• [DATASET RECORDS]
START
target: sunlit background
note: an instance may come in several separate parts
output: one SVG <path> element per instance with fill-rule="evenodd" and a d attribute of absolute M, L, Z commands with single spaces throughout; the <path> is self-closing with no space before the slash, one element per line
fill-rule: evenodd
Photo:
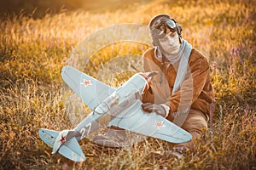
<path fill-rule="evenodd" d="M 57 14 L 61 10 L 82 9 L 92 13 L 113 11 L 125 8 L 130 4 L 143 4 L 151 0 L 0 0 L 0 14 L 33 14 L 33 17 L 42 17 L 46 13 Z"/>

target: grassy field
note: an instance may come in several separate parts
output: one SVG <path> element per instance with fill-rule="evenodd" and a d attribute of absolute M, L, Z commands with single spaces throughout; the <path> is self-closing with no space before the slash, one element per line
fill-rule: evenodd
<path fill-rule="evenodd" d="M 256 2 L 145 2 L 102 13 L 63 10 L 42 19 L 20 14 L 0 20 L 0 169 L 256 169 Z M 211 65 L 215 109 L 194 153 L 183 160 L 154 157 L 151 151 L 171 146 L 148 138 L 115 150 L 84 139 L 79 144 L 88 159 L 81 163 L 51 155 L 38 130 L 73 128 L 61 99 L 61 70 L 76 44 L 106 26 L 148 25 L 160 13 L 183 26 L 183 37 Z M 148 48 L 126 46 L 117 44 L 114 50 L 141 55 Z M 101 56 L 109 54 L 102 49 L 88 68 L 97 71 Z M 123 78 L 115 80 L 119 84 Z"/>

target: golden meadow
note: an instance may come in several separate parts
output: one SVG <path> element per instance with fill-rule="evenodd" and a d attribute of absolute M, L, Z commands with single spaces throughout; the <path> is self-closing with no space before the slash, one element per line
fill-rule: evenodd
<path fill-rule="evenodd" d="M 1 169 L 256 169 L 256 2 L 145 2 L 102 13 L 63 9 L 41 19 L 22 14 L 1 19 Z M 215 109 L 193 155 L 183 160 L 151 156 L 171 148 L 152 138 L 130 149 L 101 148 L 84 139 L 79 144 L 88 159 L 81 163 L 51 155 L 38 130 L 73 128 L 61 99 L 61 70 L 76 44 L 106 26 L 148 25 L 160 13 L 169 14 L 183 26 L 183 37 L 211 65 Z M 117 44 L 116 53 L 102 49 L 85 70 L 97 71 L 113 54 L 141 55 L 148 48 Z M 118 76 L 113 85 L 125 78 Z"/>

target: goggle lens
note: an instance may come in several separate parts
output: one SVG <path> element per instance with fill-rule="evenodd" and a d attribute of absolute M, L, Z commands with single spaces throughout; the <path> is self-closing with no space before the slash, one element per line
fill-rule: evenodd
<path fill-rule="evenodd" d="M 155 29 L 155 33 L 159 37 L 165 37 L 166 34 L 166 29 L 169 29 L 172 32 L 177 31 L 177 26 L 172 20 L 158 20 L 153 26 Z"/>

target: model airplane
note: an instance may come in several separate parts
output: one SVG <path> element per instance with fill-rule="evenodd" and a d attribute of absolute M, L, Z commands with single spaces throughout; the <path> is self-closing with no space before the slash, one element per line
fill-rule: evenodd
<path fill-rule="evenodd" d="M 115 126 L 172 143 L 189 141 L 190 133 L 156 113 L 148 114 L 142 109 L 141 96 L 148 90 L 154 74 L 137 73 L 114 88 L 73 67 L 63 67 L 63 80 L 92 111 L 73 130 L 39 129 L 41 139 L 53 148 L 53 154 L 59 152 L 74 162 L 86 159 L 78 142 L 102 127 Z M 108 121 L 99 126 L 98 121 L 106 116 L 110 116 Z"/>

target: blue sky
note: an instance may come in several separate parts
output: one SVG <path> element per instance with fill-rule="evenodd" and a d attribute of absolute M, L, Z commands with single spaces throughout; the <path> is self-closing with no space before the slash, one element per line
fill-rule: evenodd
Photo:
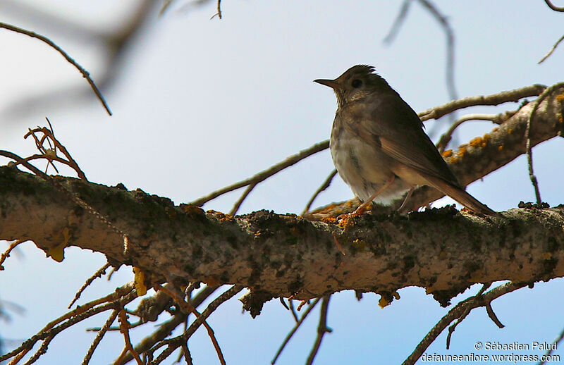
END
• [TASK]
Copy out the material from the line containing "target: blue sky" through the end of the material, keeping every line exactly as it appears. Leave the pictures out of your answer.

• [REPLY TO THE EXERCISE]
target: blue sky
note: an instance may come in several separate parts
output: one SVG <path> element per instance with fill-rule="evenodd" and a d attribute of absolute M, L, Z commands with single spaces throughout; the <path> is self-closing with no space before the slash, one element per line
fill-rule: evenodd
Photo:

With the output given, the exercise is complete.